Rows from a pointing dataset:
-- Begin --
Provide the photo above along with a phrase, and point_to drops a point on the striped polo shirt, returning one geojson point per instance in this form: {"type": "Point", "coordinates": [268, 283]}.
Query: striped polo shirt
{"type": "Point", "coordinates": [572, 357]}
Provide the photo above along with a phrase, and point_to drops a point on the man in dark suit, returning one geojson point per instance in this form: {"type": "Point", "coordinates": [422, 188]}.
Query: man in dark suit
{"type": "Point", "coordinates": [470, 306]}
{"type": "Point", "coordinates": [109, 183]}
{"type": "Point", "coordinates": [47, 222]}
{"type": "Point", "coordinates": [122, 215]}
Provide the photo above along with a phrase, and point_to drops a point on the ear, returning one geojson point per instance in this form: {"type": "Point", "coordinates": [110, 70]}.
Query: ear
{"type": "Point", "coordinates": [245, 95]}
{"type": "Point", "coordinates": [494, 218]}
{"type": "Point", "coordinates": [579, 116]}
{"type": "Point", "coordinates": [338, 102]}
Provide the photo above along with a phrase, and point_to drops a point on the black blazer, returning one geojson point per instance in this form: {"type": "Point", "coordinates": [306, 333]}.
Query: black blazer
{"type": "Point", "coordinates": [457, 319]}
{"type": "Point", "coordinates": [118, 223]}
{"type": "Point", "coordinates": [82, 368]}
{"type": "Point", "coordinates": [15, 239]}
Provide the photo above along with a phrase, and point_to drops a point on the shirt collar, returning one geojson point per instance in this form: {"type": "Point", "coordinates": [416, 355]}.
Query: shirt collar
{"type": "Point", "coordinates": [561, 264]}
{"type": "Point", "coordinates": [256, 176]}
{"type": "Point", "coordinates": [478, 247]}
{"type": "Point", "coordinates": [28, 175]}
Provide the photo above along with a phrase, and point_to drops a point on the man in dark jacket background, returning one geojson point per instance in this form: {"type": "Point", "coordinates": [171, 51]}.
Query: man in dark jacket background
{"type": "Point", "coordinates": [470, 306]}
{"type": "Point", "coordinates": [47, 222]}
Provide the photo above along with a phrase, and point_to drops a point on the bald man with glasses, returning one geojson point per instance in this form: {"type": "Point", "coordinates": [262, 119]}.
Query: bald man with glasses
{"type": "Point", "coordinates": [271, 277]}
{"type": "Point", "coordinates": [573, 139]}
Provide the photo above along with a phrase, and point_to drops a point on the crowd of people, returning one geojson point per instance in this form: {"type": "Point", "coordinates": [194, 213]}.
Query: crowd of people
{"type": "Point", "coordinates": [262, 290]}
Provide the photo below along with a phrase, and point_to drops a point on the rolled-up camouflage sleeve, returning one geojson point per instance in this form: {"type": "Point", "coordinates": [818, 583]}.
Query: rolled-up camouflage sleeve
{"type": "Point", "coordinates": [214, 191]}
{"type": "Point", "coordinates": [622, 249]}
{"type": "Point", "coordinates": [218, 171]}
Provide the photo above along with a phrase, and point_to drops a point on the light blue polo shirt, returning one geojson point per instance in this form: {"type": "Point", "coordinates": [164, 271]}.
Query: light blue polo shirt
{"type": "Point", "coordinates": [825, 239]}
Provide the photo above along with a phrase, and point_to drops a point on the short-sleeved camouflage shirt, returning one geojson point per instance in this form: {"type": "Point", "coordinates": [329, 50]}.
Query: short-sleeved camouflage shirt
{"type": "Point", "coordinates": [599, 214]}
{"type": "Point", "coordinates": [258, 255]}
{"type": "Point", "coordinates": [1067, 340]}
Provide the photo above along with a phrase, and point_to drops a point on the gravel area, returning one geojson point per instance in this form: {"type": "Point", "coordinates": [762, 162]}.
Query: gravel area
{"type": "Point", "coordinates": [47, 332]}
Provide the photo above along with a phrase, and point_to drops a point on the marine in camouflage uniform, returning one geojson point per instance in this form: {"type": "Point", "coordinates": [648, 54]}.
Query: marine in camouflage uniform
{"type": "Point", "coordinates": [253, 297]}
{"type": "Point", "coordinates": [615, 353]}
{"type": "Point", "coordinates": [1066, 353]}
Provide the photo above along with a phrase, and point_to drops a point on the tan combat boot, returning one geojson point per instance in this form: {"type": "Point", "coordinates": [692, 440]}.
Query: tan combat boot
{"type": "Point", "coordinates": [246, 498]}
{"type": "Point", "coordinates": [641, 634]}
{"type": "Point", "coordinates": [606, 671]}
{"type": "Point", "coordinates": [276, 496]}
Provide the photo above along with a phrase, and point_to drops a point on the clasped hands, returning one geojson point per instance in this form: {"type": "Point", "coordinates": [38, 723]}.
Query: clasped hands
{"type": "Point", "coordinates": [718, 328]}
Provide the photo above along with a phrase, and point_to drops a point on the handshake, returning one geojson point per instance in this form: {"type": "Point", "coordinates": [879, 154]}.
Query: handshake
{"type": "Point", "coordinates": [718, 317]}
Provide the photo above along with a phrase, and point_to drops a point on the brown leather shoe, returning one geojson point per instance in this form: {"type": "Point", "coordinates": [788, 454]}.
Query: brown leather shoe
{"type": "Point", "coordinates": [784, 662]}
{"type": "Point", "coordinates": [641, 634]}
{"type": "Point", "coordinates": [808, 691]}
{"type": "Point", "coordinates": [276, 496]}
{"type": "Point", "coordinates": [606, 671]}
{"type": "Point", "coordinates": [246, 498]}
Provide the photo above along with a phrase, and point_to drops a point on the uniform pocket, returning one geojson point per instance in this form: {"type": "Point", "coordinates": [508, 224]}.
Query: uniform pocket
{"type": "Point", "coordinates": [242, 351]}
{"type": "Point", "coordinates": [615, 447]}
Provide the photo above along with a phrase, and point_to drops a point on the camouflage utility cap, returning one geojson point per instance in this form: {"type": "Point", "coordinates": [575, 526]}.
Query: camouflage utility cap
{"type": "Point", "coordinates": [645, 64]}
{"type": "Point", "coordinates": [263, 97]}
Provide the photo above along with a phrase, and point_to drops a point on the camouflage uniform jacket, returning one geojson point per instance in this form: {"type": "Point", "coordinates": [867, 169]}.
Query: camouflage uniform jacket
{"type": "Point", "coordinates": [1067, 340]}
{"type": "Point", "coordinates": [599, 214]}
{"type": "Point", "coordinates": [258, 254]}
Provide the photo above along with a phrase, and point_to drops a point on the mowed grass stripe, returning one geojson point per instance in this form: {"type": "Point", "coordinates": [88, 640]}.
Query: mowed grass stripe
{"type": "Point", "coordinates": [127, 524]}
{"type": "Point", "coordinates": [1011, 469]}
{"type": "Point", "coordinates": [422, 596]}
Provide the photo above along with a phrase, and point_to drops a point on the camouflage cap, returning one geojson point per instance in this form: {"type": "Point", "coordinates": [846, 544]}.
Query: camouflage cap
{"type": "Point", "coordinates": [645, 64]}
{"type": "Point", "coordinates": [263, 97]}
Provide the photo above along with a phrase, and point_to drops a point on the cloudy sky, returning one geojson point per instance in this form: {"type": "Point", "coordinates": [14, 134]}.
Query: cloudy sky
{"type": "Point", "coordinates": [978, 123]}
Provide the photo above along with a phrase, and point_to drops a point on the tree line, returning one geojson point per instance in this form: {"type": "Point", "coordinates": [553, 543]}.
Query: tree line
-- End --
#### Direction:
Reproduce each entry word for word.

#### Completed exercise:
Provide the photo above along with a phrase, and point_to drops a point on the striped polo shirt, returning one geojson point per instance in this form: {"type": "Point", "coordinates": [268, 283]}.
Query: striped polo shirt
{"type": "Point", "coordinates": [572, 357]}
Provide the photo above along with a phrase, and point_to drops a point on the man in dark suit, returning one geojson point per instance in this form: {"type": "Point", "coordinates": [422, 188]}.
Query: man in dark suit
{"type": "Point", "coordinates": [470, 306]}
{"type": "Point", "coordinates": [109, 183]}
{"type": "Point", "coordinates": [47, 222]}
{"type": "Point", "coordinates": [122, 215]}
Provide the photo above along with a phrase, and point_to drops a point on the ear, returning one geojson point per instance in this form: {"type": "Point", "coordinates": [110, 70]}.
Query: ear
{"type": "Point", "coordinates": [245, 95]}
{"type": "Point", "coordinates": [494, 218]}
{"type": "Point", "coordinates": [579, 116]}
{"type": "Point", "coordinates": [338, 102]}
Provide the photo above along with a phrase, and point_to drops a point on the black blazer, returning one geojson point per instance in this form: {"type": "Point", "coordinates": [306, 333]}.
Query: black blazer
{"type": "Point", "coordinates": [457, 319]}
{"type": "Point", "coordinates": [118, 223]}
{"type": "Point", "coordinates": [82, 368]}
{"type": "Point", "coordinates": [15, 239]}
Provide the photo above along with a phrase, and point_to drops a point on the shirt collar, returning one geojson point per instance in this form: {"type": "Point", "coordinates": [416, 355]}.
Query: shirt collar
{"type": "Point", "coordinates": [561, 264]}
{"type": "Point", "coordinates": [256, 176]}
{"type": "Point", "coordinates": [478, 247]}
{"type": "Point", "coordinates": [28, 175]}
Provide the photo above along with a phrase, and point_to drops a point on the man in dark jacket background, returning one geojson point per instance in this form: {"type": "Point", "coordinates": [171, 51]}.
Query: man in dark jacket background
{"type": "Point", "coordinates": [470, 306]}
{"type": "Point", "coordinates": [47, 222]}
Provide the photo above along with a phrase, and point_to drops a point on the bald man with glasses, returning one geojson point per instance in this form: {"type": "Point", "coordinates": [262, 119]}.
Query: bald man with glasses
{"type": "Point", "coordinates": [271, 277]}
{"type": "Point", "coordinates": [573, 139]}
Provide the photo above along with a phrase, and point_to drops a point on the crowd of people, returning one geojson point per instance in this form: {"type": "Point", "coordinates": [194, 213]}.
Query: crowd of people
{"type": "Point", "coordinates": [262, 290]}
Provide the photo below along with a phrase, and point_to drops a point on the rolled-up camouflage sleeve, returning one geojson point per instance in this form: {"type": "Point", "coordinates": [818, 583]}.
Query: rolled-up camouflage sleeve
{"type": "Point", "coordinates": [214, 191]}
{"type": "Point", "coordinates": [622, 249]}
{"type": "Point", "coordinates": [218, 171]}
Provide the photo above along with a phrase, and point_to drops a point on the light blue polo shirt, returning one geojson point per instance in this form: {"type": "Point", "coordinates": [164, 271]}.
Query: light blue polo shirt
{"type": "Point", "coordinates": [825, 239]}
Provide the photo above along with a phrase, and point_to drops a point on the short-sleeved camouflage shirt, returning one geojson point per instance in this form: {"type": "Point", "coordinates": [329, 50]}.
Query: short-sleeved camouflage shirt
{"type": "Point", "coordinates": [599, 214]}
{"type": "Point", "coordinates": [258, 255]}
{"type": "Point", "coordinates": [1067, 340]}
Provide the photo above along with a phrase, and point_to drops a point on the gravel area, returning one geojson point per instance in this form: {"type": "Point", "coordinates": [762, 162]}.
Query: gravel area
{"type": "Point", "coordinates": [47, 332]}
Provide the photo above along with a phrase, and point_to drops a point on the marine in camouflage uniform, returning one geojson point per instance in this form: {"type": "Point", "coordinates": [648, 54]}.
Query: marine in camouflage uniform
{"type": "Point", "coordinates": [253, 297]}
{"type": "Point", "coordinates": [615, 353]}
{"type": "Point", "coordinates": [1066, 353]}
Provide the photo above along with a phrase, and point_to drops a point on the tan combat boot, returning one geojson point per instance in this form: {"type": "Point", "coordinates": [692, 440]}.
Query: tan combat boot
{"type": "Point", "coordinates": [246, 498]}
{"type": "Point", "coordinates": [641, 634]}
{"type": "Point", "coordinates": [606, 671]}
{"type": "Point", "coordinates": [276, 496]}
Provide the photo above along with a phrase, and point_to drops a point on the clasped hands, returning one geojson point per instance in this form: {"type": "Point", "coordinates": [38, 723]}.
Query: clasped hands
{"type": "Point", "coordinates": [718, 328]}
Provide the photo above along with a phrase, and point_to drops a point on the handshake, returning one geojson point per instance in this form: {"type": "Point", "coordinates": [879, 154]}.
Query: handshake
{"type": "Point", "coordinates": [718, 317]}
Provide the photo above along with a phrase, and point_to drops a point on the brown leather shoe, returning one geojson point per instance in this form: {"type": "Point", "coordinates": [788, 454]}.
Query: brown leather shoe
{"type": "Point", "coordinates": [784, 662]}
{"type": "Point", "coordinates": [641, 634]}
{"type": "Point", "coordinates": [808, 691]}
{"type": "Point", "coordinates": [276, 496]}
{"type": "Point", "coordinates": [606, 671]}
{"type": "Point", "coordinates": [246, 498]}
Provide the photo above along with a phrase, and point_to drops a point on the uniform pocket, returning one geojson point per instance in this form: {"type": "Point", "coordinates": [508, 224]}.
Query: uniform pocket
{"type": "Point", "coordinates": [242, 351]}
{"type": "Point", "coordinates": [615, 447]}
Provide the photo above along with a phrase, and point_to drops a point on the camouflage utility cap, returning one geojson point per instance in this form: {"type": "Point", "coordinates": [575, 526]}.
Query: camouflage utility cap
{"type": "Point", "coordinates": [645, 64]}
{"type": "Point", "coordinates": [263, 97]}
Provide the photo above along with a phrase, and point_to drops a point on the camouflage uniform jacket, returning one geojson point per instance in this form: {"type": "Point", "coordinates": [867, 169]}.
Query: camouflage uniform jacket
{"type": "Point", "coordinates": [1067, 340]}
{"type": "Point", "coordinates": [599, 214]}
{"type": "Point", "coordinates": [258, 254]}
Provide the photo above along with a phrase, and point_to drops a point on the mowed grass stripe, returning one geojson point per instance in this form: {"type": "Point", "coordinates": [88, 640]}.
Query: mowed grass stripe
{"type": "Point", "coordinates": [127, 524]}
{"type": "Point", "coordinates": [1011, 469]}
{"type": "Point", "coordinates": [422, 596]}
Provide the photo above along with a phrase, and point_to drops a point on the camouflage cap, returning one geojson point per instance in this form: {"type": "Point", "coordinates": [846, 544]}.
Query: camouflage cap
{"type": "Point", "coordinates": [645, 64]}
{"type": "Point", "coordinates": [263, 97]}
Provide the photo above along with a phrase, and point_to drops a point on the cloudy sky, returning one geojson point per instance in this form: {"type": "Point", "coordinates": [14, 134]}.
Query: cloudy sky
{"type": "Point", "coordinates": [978, 123]}
Provide the photo above along with a phrase, and point_to drops a point on the tree line, returning one geojson point per instance in this form: {"type": "Point", "coordinates": [553, 543]}.
Query: tree line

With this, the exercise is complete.